> [PROBLEM STATEMENT] In the records below, find the line containing "Subject = microphone on stand"; give it again exactly, along with every line that follows, and nothing else.

A block of data
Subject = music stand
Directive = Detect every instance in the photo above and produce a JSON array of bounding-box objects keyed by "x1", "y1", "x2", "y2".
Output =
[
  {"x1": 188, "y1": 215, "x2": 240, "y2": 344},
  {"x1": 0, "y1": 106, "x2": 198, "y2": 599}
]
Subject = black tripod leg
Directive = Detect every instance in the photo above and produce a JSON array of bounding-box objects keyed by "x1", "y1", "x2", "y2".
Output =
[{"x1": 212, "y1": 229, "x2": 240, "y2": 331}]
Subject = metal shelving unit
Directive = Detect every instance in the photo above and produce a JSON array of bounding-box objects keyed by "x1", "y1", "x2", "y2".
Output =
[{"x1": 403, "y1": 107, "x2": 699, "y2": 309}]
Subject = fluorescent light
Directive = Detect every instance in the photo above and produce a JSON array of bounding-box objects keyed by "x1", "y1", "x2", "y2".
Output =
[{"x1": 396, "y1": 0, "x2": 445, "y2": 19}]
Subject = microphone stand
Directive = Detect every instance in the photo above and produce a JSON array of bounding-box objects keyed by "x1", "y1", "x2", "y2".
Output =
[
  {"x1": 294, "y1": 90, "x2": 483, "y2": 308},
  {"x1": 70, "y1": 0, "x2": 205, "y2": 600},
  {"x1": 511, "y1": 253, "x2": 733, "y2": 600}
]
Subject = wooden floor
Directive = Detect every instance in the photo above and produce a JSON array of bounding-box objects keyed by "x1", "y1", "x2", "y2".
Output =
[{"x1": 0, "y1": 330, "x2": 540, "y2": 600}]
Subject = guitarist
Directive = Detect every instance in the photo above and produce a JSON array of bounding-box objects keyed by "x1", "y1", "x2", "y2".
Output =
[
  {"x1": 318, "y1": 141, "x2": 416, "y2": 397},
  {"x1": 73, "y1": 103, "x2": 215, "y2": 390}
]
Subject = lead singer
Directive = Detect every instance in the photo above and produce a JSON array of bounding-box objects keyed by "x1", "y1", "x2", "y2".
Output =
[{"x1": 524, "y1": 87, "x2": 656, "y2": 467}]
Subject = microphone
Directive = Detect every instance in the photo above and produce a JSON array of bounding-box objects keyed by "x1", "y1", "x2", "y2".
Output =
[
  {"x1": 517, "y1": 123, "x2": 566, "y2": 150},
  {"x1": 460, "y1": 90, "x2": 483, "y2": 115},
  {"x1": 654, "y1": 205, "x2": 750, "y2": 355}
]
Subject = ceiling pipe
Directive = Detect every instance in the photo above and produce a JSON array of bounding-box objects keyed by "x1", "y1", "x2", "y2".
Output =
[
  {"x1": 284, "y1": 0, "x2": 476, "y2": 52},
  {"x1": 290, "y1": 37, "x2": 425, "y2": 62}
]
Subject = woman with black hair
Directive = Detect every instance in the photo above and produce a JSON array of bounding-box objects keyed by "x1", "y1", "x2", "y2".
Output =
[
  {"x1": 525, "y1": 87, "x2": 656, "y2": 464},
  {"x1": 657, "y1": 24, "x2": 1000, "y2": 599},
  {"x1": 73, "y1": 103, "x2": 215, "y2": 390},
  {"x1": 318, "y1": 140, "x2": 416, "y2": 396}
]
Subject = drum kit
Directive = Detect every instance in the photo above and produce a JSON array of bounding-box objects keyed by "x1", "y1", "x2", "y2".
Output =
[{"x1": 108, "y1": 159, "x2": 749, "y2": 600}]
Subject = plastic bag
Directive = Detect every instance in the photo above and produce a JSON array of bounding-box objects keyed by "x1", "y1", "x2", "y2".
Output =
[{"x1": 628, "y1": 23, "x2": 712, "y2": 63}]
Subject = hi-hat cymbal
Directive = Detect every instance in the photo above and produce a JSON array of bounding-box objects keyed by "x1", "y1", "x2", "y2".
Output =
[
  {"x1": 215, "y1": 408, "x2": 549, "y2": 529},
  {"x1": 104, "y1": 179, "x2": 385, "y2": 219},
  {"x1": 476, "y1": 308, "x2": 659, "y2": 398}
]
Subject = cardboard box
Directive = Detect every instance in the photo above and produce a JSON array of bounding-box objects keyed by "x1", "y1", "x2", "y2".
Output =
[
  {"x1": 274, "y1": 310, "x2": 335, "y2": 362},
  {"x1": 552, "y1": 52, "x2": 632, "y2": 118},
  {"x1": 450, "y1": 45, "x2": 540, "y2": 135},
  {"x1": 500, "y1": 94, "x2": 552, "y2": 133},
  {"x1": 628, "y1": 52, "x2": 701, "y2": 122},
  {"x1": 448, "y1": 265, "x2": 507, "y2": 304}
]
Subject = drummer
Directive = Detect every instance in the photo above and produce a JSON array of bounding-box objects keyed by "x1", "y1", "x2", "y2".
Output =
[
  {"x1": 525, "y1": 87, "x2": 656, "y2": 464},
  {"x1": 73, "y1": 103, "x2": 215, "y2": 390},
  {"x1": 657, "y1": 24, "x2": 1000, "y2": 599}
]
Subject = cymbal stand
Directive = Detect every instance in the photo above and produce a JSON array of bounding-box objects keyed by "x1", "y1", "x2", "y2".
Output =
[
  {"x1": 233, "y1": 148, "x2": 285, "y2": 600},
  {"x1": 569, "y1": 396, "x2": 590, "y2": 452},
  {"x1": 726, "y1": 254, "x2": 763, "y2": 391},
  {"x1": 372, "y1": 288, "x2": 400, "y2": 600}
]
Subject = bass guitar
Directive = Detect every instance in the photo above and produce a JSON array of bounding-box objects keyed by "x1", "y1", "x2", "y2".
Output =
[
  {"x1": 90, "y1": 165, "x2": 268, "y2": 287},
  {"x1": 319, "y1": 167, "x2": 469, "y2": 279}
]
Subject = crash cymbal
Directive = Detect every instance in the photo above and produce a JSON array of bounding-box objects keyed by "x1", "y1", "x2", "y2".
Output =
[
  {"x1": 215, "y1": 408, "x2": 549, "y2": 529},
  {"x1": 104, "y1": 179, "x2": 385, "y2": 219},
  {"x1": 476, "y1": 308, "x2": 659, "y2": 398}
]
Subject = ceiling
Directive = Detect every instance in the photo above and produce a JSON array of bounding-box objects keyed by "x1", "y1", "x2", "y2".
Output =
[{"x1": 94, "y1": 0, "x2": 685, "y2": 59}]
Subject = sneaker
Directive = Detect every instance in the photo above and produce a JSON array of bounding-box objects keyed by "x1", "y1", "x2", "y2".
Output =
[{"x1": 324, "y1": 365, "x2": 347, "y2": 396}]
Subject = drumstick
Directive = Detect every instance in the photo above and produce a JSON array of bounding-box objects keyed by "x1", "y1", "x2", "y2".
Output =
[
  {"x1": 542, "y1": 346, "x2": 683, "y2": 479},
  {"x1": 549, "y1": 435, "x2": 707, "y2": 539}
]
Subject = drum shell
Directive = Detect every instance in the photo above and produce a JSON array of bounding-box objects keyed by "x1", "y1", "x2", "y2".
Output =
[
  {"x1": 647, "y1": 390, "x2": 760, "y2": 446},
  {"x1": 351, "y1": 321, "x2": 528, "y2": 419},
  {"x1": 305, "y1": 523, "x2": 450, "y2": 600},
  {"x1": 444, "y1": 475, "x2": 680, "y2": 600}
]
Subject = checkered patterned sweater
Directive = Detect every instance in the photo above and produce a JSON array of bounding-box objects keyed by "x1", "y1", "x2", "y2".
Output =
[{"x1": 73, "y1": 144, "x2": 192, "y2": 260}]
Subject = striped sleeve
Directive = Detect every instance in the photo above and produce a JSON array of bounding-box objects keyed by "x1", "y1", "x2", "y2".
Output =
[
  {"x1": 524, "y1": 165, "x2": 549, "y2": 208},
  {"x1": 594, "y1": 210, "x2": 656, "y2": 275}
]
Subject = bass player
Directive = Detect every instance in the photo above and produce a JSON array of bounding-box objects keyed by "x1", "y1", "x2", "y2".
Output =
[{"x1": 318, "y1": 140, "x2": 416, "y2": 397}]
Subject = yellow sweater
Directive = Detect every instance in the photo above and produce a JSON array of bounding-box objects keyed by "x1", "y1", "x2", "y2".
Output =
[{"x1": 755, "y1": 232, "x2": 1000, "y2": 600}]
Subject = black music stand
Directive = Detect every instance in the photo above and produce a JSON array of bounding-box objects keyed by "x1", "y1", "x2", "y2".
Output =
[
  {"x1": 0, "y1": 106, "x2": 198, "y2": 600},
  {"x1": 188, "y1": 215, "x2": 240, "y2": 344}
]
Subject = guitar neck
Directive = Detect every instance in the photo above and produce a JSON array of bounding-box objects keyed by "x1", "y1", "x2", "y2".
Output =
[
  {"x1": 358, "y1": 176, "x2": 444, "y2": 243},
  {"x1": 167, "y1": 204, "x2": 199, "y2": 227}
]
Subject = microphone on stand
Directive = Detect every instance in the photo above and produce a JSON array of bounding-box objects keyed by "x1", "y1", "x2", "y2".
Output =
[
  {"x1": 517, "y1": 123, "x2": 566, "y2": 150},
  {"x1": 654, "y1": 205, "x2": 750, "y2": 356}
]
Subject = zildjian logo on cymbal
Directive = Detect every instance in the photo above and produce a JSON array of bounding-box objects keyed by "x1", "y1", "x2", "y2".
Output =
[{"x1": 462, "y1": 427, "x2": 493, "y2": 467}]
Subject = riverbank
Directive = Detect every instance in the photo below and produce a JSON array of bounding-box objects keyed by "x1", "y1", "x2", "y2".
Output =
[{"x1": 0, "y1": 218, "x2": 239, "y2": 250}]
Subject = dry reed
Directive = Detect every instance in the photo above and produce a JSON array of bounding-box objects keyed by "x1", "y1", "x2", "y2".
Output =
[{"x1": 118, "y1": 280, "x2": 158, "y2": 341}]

> [TASK OUTPUT]
Subject = microphone on stand
Directive = Detect every instance in the photo above and produce a JSON array of bounding-box objects keyed by "x1", "y1", "x2", "y2".
Output =
[
  {"x1": 517, "y1": 123, "x2": 566, "y2": 150},
  {"x1": 654, "y1": 205, "x2": 750, "y2": 356}
]
Subject = zildjian logo on cymbal
Directive = Detect every instance in the photo above and produce a JSON array of bounding-box objects keyed by "x1", "y1", "x2", "y2".
Output =
[{"x1": 462, "y1": 427, "x2": 493, "y2": 467}]
Subject = riverbank
Directive = Detect every instance in the photo below and produce a JSON array of bounding-box objects keyed by "x1", "y1", "x2", "y2".
Output =
[{"x1": 0, "y1": 218, "x2": 239, "y2": 250}]
Subject = dry reed
Directive = Detect every instance in the photo above and produce a JSON array of bounding-box objects keyed by "x1", "y1", "x2", "y2".
Output =
[{"x1": 118, "y1": 280, "x2": 158, "y2": 341}]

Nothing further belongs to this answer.